• _Lesetext_
********************

Aktuell vertreiben mehr als 10 % des stationären Einzelhandels ihre Produkte auch über eBay oder Amazon und rund 7 % über andere Online-Handelsplattformen. Generell sind im Jahr 2020 14 % der Einzelhandelsunternehmen nur über ihren Onlineshop aktiv. Diese Zahl ist seit 2017 um 4 % gestiegen, während der stationäre Handel von 54 % auf 49 % gesunken ist.
Rund 32 % der deutschen Online-Einkäufe wurden per Rechnung, 20 % per Paypal und 18 % per Lastschrift bezahlt.
Erfolgreiche deutsche Online-Handels-Start-ups
Das Möbelhandels-Start-up Westwing
Der Möbel- und Einrichtungsmarkt ist ein wachsendes Segment für den deutschen Einzelhandel, denn er trägt mit einem Umsatz von 33 Mrd. € im Jahr 2018 zu rund 7 % aller Konsumgüterausgaben bei. Vor allem im Jahr 2020 verzeichnet die gesamte Einrichtungsbranche ein enormes Wachstum, da die Menschen mehr Zeit zu Hause verbringen mussten und infolgedessen mehr Geld in Möbel und Design investierten.

********************

• _Vorgegebene Daten_
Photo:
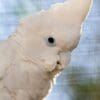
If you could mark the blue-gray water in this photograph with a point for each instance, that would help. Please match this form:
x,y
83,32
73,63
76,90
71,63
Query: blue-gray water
x,y
86,55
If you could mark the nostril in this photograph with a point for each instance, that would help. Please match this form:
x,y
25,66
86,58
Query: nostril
x,y
58,62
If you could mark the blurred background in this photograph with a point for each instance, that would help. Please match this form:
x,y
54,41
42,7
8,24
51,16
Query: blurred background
x,y
81,80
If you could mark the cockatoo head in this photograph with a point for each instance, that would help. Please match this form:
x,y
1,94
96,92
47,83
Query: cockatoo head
x,y
51,35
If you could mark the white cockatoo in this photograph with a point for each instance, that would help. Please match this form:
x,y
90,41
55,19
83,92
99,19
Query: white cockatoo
x,y
39,49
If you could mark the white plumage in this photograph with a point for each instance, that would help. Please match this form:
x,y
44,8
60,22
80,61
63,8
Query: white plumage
x,y
40,48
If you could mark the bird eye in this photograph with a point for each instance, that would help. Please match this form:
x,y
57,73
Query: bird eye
x,y
51,41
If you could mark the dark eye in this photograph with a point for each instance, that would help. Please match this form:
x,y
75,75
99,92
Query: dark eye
x,y
51,41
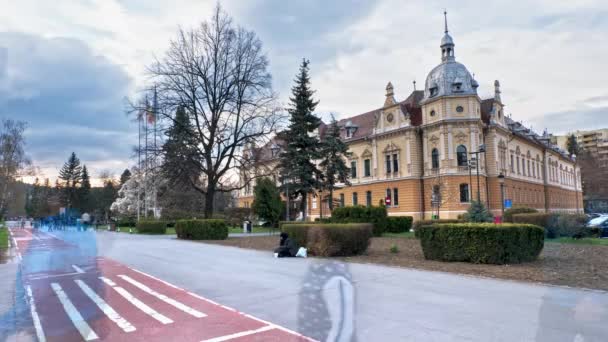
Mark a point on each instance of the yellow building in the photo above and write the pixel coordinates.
(414, 155)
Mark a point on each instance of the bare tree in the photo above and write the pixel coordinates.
(13, 160)
(218, 73)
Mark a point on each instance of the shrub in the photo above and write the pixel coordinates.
(127, 222)
(152, 227)
(421, 223)
(394, 249)
(236, 216)
(557, 224)
(331, 239)
(571, 225)
(399, 224)
(478, 212)
(485, 243)
(508, 216)
(360, 214)
(211, 229)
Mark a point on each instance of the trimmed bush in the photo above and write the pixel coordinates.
(557, 224)
(211, 229)
(360, 214)
(399, 224)
(482, 243)
(127, 222)
(421, 223)
(508, 216)
(333, 239)
(152, 227)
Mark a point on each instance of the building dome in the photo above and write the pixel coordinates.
(449, 77)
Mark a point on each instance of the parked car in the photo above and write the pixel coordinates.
(600, 223)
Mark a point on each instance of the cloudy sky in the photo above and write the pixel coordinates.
(66, 67)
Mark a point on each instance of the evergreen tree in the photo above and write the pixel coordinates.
(301, 146)
(267, 201)
(71, 175)
(32, 199)
(108, 195)
(334, 152)
(179, 165)
(84, 198)
(125, 176)
(572, 145)
(478, 212)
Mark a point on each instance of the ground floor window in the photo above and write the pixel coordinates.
(464, 193)
(395, 197)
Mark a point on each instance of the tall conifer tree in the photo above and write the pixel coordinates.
(333, 163)
(301, 146)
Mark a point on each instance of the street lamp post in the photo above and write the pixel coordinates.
(482, 149)
(575, 184)
(501, 180)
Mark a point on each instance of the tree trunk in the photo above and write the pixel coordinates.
(209, 197)
(303, 205)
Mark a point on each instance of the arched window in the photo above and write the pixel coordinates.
(464, 193)
(461, 155)
(435, 158)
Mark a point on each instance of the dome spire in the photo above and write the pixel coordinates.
(447, 43)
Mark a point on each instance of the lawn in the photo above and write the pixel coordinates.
(560, 263)
(3, 237)
(407, 235)
(255, 229)
(170, 230)
(584, 241)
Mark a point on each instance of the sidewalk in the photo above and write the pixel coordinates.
(15, 319)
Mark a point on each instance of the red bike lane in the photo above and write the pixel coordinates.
(101, 299)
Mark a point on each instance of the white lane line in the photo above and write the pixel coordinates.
(35, 317)
(77, 269)
(241, 334)
(83, 327)
(138, 304)
(51, 276)
(164, 298)
(107, 309)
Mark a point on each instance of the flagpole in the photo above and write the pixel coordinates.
(139, 164)
(146, 160)
(155, 118)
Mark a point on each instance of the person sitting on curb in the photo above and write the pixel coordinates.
(287, 248)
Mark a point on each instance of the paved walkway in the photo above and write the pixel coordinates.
(323, 300)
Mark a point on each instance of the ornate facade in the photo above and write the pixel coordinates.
(415, 155)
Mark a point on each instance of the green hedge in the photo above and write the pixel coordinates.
(360, 214)
(211, 229)
(335, 239)
(399, 224)
(127, 222)
(557, 224)
(152, 227)
(421, 223)
(508, 216)
(3, 237)
(484, 243)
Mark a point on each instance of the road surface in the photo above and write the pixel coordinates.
(123, 287)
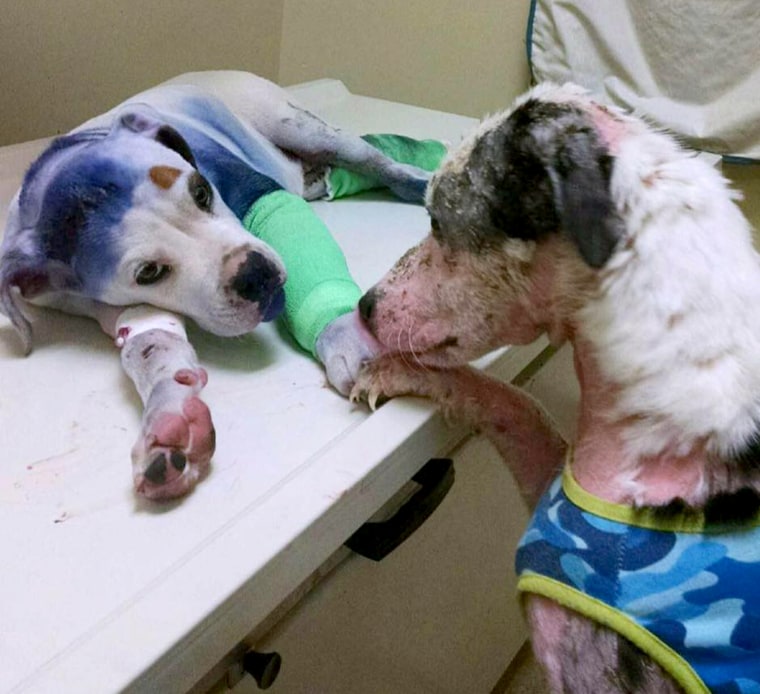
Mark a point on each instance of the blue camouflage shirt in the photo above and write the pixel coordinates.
(685, 592)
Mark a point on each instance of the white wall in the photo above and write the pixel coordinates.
(465, 57)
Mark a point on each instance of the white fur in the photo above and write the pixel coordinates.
(676, 323)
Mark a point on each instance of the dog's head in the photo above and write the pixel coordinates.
(522, 217)
(125, 217)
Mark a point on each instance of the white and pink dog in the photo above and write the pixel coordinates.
(641, 566)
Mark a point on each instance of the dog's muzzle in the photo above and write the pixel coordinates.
(260, 281)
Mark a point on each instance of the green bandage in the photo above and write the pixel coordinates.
(319, 287)
(424, 154)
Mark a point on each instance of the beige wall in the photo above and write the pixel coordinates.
(63, 61)
(464, 57)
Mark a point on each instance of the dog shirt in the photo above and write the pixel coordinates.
(685, 592)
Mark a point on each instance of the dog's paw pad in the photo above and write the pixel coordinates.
(176, 444)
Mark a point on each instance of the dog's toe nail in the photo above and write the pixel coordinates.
(178, 460)
(156, 471)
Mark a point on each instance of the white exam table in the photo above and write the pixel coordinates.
(103, 592)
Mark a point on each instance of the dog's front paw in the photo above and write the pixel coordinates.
(177, 440)
(389, 377)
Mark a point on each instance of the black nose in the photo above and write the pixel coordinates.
(257, 278)
(367, 305)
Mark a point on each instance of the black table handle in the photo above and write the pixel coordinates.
(377, 539)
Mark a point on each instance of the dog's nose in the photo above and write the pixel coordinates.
(367, 305)
(257, 279)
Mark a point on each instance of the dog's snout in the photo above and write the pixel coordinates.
(367, 305)
(258, 279)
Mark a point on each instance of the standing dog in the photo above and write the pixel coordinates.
(640, 569)
(142, 206)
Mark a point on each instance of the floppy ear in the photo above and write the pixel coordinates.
(146, 124)
(580, 181)
(23, 276)
(24, 272)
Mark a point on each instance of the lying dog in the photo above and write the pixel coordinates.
(142, 206)
(640, 568)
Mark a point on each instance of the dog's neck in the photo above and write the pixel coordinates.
(606, 461)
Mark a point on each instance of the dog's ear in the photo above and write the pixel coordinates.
(149, 126)
(24, 276)
(580, 173)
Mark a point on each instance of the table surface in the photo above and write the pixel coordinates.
(106, 592)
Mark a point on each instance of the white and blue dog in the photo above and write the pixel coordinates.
(142, 206)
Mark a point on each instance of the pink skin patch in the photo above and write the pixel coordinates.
(611, 127)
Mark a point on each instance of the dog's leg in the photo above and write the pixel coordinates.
(579, 655)
(513, 421)
(316, 142)
(177, 439)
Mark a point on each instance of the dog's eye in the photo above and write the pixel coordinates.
(200, 191)
(150, 273)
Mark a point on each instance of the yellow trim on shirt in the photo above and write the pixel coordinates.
(601, 613)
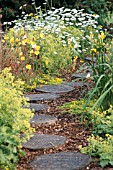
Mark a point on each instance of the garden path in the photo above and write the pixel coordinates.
(55, 145)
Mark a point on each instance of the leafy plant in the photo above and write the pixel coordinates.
(100, 144)
(14, 120)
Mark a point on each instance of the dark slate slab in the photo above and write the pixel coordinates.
(61, 161)
(78, 75)
(40, 119)
(38, 107)
(55, 89)
(42, 141)
(42, 97)
(76, 84)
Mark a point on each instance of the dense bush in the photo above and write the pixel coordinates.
(14, 120)
(10, 8)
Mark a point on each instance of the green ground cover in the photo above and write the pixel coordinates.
(38, 49)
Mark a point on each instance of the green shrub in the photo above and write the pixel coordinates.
(101, 142)
(14, 120)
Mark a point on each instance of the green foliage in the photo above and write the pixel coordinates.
(101, 142)
(78, 107)
(102, 71)
(14, 120)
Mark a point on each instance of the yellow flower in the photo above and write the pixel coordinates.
(41, 35)
(37, 52)
(32, 42)
(31, 14)
(36, 17)
(20, 54)
(28, 66)
(81, 61)
(12, 40)
(101, 26)
(3, 41)
(37, 47)
(22, 58)
(16, 40)
(31, 52)
(6, 37)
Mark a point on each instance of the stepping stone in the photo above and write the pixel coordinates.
(90, 59)
(42, 97)
(55, 89)
(61, 161)
(42, 141)
(37, 107)
(79, 75)
(76, 84)
(41, 119)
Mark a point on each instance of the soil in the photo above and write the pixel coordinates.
(67, 125)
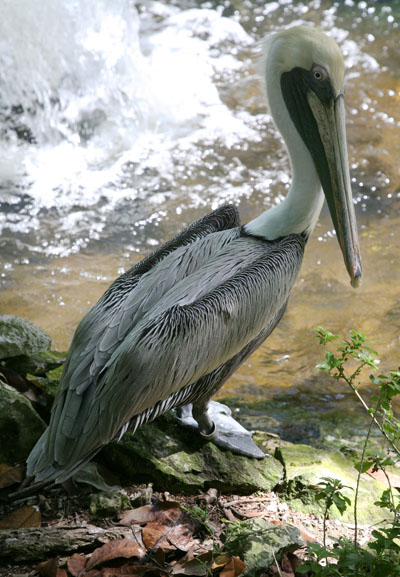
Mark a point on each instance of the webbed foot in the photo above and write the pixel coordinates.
(216, 423)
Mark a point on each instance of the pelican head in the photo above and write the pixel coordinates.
(304, 72)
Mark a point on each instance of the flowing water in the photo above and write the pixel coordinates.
(121, 122)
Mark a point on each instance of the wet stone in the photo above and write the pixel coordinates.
(305, 467)
(21, 337)
(258, 542)
(173, 456)
(19, 422)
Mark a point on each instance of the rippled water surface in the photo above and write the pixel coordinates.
(121, 122)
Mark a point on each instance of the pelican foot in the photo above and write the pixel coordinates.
(228, 433)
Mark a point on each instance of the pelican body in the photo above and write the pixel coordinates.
(171, 330)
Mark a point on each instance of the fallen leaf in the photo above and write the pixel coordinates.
(76, 564)
(48, 568)
(168, 538)
(25, 516)
(197, 567)
(93, 573)
(234, 567)
(220, 561)
(10, 475)
(125, 571)
(167, 513)
(114, 549)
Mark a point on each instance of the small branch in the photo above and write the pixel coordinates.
(41, 543)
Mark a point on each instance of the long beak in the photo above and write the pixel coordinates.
(333, 170)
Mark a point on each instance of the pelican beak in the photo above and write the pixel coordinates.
(333, 169)
(319, 116)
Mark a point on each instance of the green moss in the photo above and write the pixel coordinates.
(305, 467)
(19, 422)
(175, 457)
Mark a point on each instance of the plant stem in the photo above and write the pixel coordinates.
(364, 404)
(360, 469)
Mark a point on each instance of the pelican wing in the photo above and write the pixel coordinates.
(178, 342)
(105, 326)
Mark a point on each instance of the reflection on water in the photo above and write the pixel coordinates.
(136, 118)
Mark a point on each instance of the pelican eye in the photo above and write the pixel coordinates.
(319, 73)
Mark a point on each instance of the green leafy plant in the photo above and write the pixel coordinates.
(345, 359)
(330, 492)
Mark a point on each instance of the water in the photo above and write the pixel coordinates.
(122, 122)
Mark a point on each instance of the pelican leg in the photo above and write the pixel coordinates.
(207, 428)
(215, 423)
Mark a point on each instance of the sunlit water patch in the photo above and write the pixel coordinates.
(122, 122)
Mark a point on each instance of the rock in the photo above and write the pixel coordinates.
(306, 466)
(172, 456)
(21, 337)
(108, 503)
(256, 541)
(38, 364)
(20, 425)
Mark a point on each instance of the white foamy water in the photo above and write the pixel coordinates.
(114, 113)
(93, 92)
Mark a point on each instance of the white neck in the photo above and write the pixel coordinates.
(300, 210)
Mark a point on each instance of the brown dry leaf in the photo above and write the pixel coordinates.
(10, 475)
(76, 564)
(304, 533)
(124, 571)
(166, 513)
(155, 535)
(114, 549)
(48, 568)
(220, 561)
(234, 567)
(25, 516)
(197, 567)
(93, 573)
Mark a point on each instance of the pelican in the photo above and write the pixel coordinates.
(170, 331)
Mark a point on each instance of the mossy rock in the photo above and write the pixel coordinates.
(258, 542)
(39, 364)
(21, 337)
(305, 467)
(20, 425)
(173, 456)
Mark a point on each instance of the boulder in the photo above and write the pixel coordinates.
(174, 457)
(20, 425)
(21, 337)
(258, 542)
(38, 364)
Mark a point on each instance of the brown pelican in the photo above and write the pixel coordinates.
(171, 330)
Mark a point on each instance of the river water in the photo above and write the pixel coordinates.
(121, 122)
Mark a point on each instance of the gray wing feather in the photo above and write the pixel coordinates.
(206, 333)
(103, 329)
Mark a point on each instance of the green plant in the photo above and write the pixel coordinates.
(330, 492)
(345, 359)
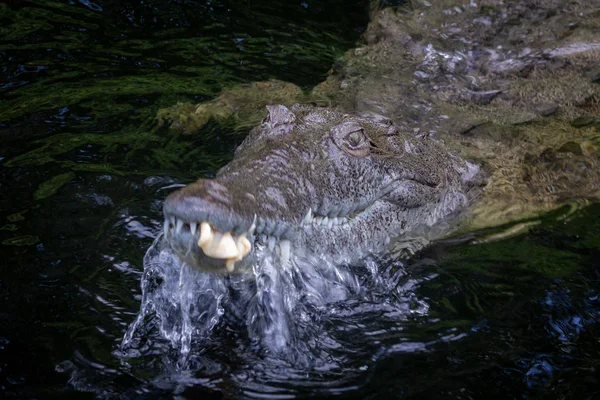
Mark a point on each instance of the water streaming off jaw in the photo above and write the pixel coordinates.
(279, 312)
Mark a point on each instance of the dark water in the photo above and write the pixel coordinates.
(83, 172)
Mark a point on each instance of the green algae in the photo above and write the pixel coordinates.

********************

• _Aufgaben_
1. Nenne alle Zahlungsarten für deutsche Online-Einkäufe, die der Lesetext über den deutschen Online-Handel aufführt, jeweils mit ihrem Anteil.
2. Führe den Lesetext über den deutschen Online-Handel nach seinem letzten Satz weiter.

• _Nummerierte Antworten_
1. Rechnung (rund 32 %), Paypal (20 %), Lastschrift (18 %)

2.
Das beliebte Einrichtungs Start-up Westwing wurde 2011 von Chief Creative Officer Delia Fischer und CEO Stefan Smalla gegründet. Das in München ansässige Unternehmen arbeitet mit mehr als 5.000 Möbeldesignern und Einrichtungsfirmen aus der ganzen Welt zusammen und verkauft deren Produkte auf der Westwing-Online-Plattform oder über die App. Derzeit ist Westwing in mehr als 11 europäischen Büros aktiv. Bemerkenswert ist, dass vor allem ihre Online-Präsenz das Interesse der Verbraucher weckt. Die Instagram-Seite des Unternehmens, mit mehr als 1,3 Millionen Followern, versorgt potenzielle Kunden mit Produktvorstellungen, Einrichtungstipps und anderen redaktionellen Inhalten. Seit kurzem bietet Westwing auch eigene Produkte und Design-Services an. Seit 2018 ist das Unternehmen an der deutschen Börse gelistet.
About you – Online-Mode-Start-up
Das Hamburger Online-Mode-Start-up wurde 2013 von Tarek Müller, Hannes Wiese und Sebastian Betz gegründet und gehört zum Portfolio des deutschen Handelsriesen Otto Group. Der Umsatz der E-Commerce-Marke wird hauptsächlich durch Verkäufe innerhalb Deutschlands generiert. Der Nettoumsatz des Unternehmens lag im Geschäftsjahr 2020/2021 bei 1,17 Mrd. €.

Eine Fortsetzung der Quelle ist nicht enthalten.